## [Data extracts]
==================================================
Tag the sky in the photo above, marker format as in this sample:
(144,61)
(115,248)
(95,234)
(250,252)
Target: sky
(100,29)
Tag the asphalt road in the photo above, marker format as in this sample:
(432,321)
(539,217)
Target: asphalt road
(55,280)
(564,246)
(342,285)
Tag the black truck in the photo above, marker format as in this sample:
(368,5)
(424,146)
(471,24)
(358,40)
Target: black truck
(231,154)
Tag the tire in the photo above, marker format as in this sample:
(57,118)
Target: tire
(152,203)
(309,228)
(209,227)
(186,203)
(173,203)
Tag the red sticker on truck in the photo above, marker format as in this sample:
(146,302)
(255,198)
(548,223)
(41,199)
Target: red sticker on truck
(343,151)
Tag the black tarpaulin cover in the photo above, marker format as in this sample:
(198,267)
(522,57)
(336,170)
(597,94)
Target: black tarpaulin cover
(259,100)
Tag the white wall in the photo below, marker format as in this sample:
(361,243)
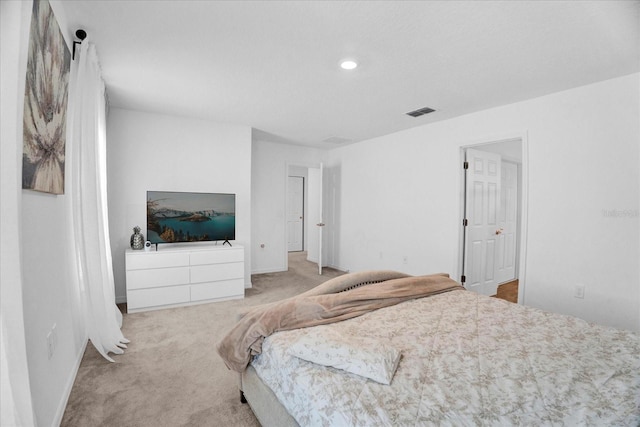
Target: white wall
(399,195)
(41,286)
(270,163)
(148,151)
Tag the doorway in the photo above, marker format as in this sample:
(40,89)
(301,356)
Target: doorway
(493,214)
(311,222)
(295,214)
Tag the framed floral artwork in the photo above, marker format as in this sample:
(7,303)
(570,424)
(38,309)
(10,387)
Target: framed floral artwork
(45,103)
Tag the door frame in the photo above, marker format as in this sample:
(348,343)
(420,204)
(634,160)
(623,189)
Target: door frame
(287,166)
(524,187)
(304,213)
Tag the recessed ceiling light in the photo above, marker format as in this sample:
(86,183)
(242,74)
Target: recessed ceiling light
(348,64)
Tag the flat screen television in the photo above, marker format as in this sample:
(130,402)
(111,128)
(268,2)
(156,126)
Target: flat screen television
(174,217)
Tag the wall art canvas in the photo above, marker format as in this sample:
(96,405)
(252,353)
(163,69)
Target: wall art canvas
(45,103)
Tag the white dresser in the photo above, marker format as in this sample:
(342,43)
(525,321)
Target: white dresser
(183,276)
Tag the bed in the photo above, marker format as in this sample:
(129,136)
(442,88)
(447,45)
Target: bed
(446,357)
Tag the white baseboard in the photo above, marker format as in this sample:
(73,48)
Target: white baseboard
(69,386)
(269,270)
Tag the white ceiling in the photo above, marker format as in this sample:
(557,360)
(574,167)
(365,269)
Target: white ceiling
(273,65)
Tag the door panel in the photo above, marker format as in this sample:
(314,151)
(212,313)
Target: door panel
(482,243)
(508,222)
(295,209)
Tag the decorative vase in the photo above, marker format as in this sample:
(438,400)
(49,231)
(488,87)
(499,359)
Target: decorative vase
(137,239)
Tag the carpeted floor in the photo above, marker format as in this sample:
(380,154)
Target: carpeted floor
(171,374)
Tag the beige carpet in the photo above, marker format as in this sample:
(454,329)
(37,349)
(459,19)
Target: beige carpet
(171,374)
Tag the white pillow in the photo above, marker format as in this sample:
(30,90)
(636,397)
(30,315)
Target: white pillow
(362,356)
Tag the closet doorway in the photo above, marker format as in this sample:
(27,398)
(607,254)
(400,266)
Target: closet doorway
(492,216)
(311,230)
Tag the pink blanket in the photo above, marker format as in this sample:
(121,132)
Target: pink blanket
(338,299)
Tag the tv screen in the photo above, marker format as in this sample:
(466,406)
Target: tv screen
(174,217)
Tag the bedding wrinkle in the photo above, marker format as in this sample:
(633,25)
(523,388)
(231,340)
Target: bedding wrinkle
(323,305)
(426,367)
(467,360)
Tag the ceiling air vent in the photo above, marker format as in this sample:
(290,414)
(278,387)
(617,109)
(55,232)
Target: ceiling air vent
(420,112)
(336,140)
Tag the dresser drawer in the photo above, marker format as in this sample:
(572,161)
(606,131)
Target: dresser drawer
(217,256)
(221,289)
(216,272)
(143,260)
(140,279)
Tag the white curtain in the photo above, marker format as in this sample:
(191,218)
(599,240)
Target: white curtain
(88,195)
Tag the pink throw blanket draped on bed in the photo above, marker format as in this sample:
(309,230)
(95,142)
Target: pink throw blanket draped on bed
(317,307)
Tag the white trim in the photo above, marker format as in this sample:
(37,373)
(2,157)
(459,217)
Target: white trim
(524,207)
(57,419)
(287,165)
(269,270)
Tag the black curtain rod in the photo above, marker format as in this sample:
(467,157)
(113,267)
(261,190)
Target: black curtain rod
(81,34)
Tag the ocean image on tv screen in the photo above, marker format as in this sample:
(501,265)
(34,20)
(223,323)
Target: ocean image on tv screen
(190,217)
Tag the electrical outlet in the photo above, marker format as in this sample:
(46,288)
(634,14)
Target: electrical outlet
(50,348)
(52,341)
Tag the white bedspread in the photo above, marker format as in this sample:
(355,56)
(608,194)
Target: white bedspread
(467,360)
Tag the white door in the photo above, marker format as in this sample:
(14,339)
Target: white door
(295,209)
(320,223)
(313,209)
(482,207)
(508,223)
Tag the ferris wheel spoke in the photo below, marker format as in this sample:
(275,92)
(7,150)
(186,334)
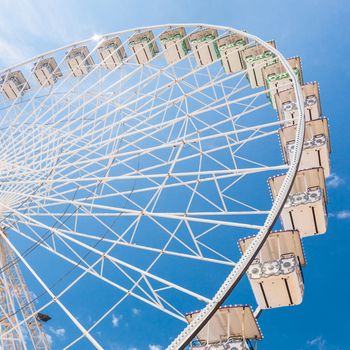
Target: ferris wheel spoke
==================================================
## [How to complete this task]
Select every line of the material above holding the word "below" and copy it.

## [Completed exercise]
Tag the white wall in the photo below, marker format as in this sample:
Tag the ferris wheel spoke in the photo below, marker format as in this sample:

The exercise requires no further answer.